_INSTRUCTIONS FOR THE TASK_
Write out again only the lines running from the one that contains "point: breadstick -- for" to the end of the records below, including both the first and the last.
════
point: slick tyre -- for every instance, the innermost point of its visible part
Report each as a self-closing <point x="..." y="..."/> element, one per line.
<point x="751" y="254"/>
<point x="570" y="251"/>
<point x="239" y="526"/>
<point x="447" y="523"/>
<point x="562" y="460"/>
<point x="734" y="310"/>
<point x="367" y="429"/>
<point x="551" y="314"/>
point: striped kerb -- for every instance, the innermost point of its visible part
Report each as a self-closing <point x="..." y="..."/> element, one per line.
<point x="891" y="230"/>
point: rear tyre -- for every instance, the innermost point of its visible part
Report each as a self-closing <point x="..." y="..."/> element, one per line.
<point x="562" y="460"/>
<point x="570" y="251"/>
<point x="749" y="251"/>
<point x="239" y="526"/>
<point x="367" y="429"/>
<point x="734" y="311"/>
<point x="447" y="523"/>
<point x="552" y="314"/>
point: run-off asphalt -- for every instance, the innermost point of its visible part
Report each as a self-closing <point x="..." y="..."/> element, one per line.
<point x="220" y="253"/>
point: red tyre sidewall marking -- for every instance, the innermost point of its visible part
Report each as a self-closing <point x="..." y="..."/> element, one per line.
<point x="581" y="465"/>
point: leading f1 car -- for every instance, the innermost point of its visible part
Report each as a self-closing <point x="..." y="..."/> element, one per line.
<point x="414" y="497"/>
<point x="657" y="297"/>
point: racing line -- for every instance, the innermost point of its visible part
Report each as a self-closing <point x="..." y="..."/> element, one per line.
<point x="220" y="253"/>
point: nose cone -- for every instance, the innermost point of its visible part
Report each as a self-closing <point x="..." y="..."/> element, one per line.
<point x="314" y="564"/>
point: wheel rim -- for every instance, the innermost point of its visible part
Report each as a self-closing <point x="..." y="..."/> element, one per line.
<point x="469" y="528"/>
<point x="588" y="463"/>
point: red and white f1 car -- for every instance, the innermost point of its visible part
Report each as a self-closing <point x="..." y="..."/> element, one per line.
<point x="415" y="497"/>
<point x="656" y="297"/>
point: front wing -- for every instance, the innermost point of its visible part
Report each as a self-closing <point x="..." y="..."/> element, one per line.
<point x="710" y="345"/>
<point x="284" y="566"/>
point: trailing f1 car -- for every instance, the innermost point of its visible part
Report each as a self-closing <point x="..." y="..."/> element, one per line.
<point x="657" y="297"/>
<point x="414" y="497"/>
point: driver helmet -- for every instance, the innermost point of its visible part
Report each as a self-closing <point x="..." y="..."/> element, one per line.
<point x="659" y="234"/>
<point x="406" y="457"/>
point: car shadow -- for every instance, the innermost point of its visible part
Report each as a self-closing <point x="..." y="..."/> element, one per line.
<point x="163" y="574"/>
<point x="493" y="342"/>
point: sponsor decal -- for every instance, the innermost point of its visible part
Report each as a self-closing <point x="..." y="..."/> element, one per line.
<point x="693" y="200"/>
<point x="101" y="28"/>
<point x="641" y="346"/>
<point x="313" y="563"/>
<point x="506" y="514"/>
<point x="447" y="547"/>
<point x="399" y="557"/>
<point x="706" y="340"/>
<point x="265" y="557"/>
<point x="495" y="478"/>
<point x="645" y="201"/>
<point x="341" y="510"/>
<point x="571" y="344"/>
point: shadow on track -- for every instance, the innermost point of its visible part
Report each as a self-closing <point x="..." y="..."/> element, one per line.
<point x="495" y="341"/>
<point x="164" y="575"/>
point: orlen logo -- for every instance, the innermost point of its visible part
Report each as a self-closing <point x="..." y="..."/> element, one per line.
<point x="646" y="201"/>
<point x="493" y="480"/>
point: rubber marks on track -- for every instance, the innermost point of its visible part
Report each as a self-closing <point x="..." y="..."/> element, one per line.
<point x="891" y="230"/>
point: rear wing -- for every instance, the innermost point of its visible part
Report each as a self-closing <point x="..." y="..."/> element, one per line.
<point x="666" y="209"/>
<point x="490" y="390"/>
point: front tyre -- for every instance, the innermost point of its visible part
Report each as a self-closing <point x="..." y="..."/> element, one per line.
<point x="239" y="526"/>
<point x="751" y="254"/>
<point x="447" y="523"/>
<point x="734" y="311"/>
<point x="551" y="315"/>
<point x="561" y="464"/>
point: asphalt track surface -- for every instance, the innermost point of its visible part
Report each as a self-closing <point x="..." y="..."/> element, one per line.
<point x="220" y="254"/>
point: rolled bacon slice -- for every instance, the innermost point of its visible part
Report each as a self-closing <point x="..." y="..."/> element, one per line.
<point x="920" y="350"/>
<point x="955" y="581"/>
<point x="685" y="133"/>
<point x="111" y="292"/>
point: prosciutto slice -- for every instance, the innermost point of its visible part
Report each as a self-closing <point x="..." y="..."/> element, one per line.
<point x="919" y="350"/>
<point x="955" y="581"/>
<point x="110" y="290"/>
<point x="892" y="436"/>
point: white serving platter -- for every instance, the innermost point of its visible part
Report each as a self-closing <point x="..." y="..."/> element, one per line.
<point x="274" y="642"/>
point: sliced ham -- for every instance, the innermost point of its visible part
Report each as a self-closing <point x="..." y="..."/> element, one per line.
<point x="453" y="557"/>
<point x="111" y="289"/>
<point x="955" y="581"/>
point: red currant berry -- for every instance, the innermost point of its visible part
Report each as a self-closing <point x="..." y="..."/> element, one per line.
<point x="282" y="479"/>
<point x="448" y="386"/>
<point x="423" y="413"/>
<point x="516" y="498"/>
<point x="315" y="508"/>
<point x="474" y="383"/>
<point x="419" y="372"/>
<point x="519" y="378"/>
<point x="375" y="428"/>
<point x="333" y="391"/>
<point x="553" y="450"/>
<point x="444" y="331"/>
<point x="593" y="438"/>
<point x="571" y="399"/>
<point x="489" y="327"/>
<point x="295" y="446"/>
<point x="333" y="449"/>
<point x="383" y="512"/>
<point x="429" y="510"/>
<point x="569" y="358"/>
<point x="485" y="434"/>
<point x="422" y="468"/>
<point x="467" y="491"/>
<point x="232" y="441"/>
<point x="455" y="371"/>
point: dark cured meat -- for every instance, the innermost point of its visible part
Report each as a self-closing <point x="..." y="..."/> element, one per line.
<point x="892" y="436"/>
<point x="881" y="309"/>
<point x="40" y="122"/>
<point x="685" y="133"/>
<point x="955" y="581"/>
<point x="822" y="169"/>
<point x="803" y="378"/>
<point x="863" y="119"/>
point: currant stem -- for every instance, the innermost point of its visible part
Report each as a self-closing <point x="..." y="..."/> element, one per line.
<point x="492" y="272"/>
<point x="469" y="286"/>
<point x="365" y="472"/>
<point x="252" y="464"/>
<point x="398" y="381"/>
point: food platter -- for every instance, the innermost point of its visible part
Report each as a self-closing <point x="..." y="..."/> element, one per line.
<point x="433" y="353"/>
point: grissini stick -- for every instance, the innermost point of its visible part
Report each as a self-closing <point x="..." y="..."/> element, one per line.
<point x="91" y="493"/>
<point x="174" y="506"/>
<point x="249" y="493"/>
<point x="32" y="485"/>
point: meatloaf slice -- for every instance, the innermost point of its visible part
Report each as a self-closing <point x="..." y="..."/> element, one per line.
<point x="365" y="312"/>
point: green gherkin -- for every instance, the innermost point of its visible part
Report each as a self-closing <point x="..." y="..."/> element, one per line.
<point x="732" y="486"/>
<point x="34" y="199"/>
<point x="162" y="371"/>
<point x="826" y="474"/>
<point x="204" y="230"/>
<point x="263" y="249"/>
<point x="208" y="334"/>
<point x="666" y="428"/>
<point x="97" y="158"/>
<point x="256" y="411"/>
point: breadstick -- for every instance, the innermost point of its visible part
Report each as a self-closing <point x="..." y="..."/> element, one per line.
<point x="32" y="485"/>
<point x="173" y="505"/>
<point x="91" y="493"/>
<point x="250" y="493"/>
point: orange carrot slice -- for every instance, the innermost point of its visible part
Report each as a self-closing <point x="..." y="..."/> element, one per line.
════
_EXERCISE ANSWER_
point: breadstick -- for every instance, the innermost point of its visible part
Report each as a self-closing <point x="..." y="..."/> element, one per line.
<point x="32" y="485"/>
<point x="173" y="505"/>
<point x="91" y="493"/>
<point x="250" y="493"/>
point: orange carrot slice -- for every instance, the innermost point of its visible part
Report each as a self-closing <point x="..." y="..."/> element, one per line.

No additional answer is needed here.